Le décryptage de ces figures, aisé pour les humanistes,
est devenu énigmatique au cours des temps. Les allégories
et les symboles, la succession des atouts, et surtout les
fonctions ludiques qui s’y ajoutent, ont toujours suscité
l’intérêt, stimulé l’imagination
et entraîné bien des interprétations.
Ainsi en est-il du terme "triomphe" désignant
les atouts qui évoque aussi le célèbre
ouvrage de Pétrarque (1304-1374), Les Triomphes
(I Trionfi)
écrit à partir de 1352. Le manuscrit fut
édité à Rome en 1471. Bien que le poète
n’ait pas décrit l’illustration de son
ouvrage, c’est celui-ci qui inspira le plus les artistes
au XVe
et XVIe siècles. Des figures
allégoriques, l’Amour, la Chasteté, la
Mort, la Renommée, le Temps, la Divinité, montées
sur des chars, symbolisaient le triomphe. Enluminures, peintures,
tapisseries, décors de coffres, ivoires, céramiques,
émaux, gravures les reproduisaient, offrant une interprétation
très libre des poèmes.

> [Données fournies]
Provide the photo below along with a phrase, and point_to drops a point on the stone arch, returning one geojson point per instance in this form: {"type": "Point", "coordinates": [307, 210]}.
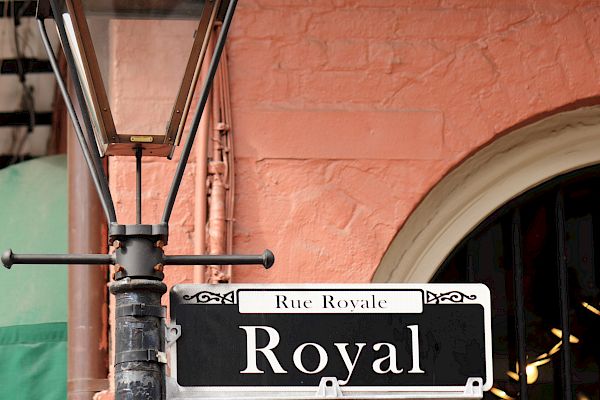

> [Consignes]
1. Reprenez mot pour mot le passage du texte sur les Triomphes de Pétrarque qui va de "Le décryptage de" à "(I Trionfi)".
2. Écrivez la suite du texte sur les Triomphes de Pétrarque en partant de sa dernière phrase.

> [Résultats par consigne]
1.
Le décryptage de ces figures, aisé pour les humanistes,
est devenu énigmatique au cours des temps. Les allégories
et les symboles, la succession des atouts, et surtout les
fonctions ludiques qui s’y ajoutent, ont toujours suscité
l’intérêt, stimulé l’imagination
et entraîné bien des interprétations.
Ainsi en est-il du terme "triomphe" désignant
les atouts qui évoque aussi le célèbre
ouvrage de Pétrarque (1304-1374), Les Triomphes
(I Trionfi)

2.
La
lecture de Pétrarque
Traités isolément ou ensemble, Les Triomphes
de Pétrarque se lisaient de cette manière
: l’Amour triomphait des hommes qui ne lui résistaient
pas ; il était vaincu par la Chasteté qui l’entraînait,
enchaîné ; la Vie incarnée par la victoire
de la Chasteté sur l’Amour était vaincue
par la Mort ; La Renommée triomphait de la Mort, et à
son tour succombait au Temps ; enfin la Divinité (l’Éternité),
aboutissement de tout ce qui est terrestre, triomphait du Temps.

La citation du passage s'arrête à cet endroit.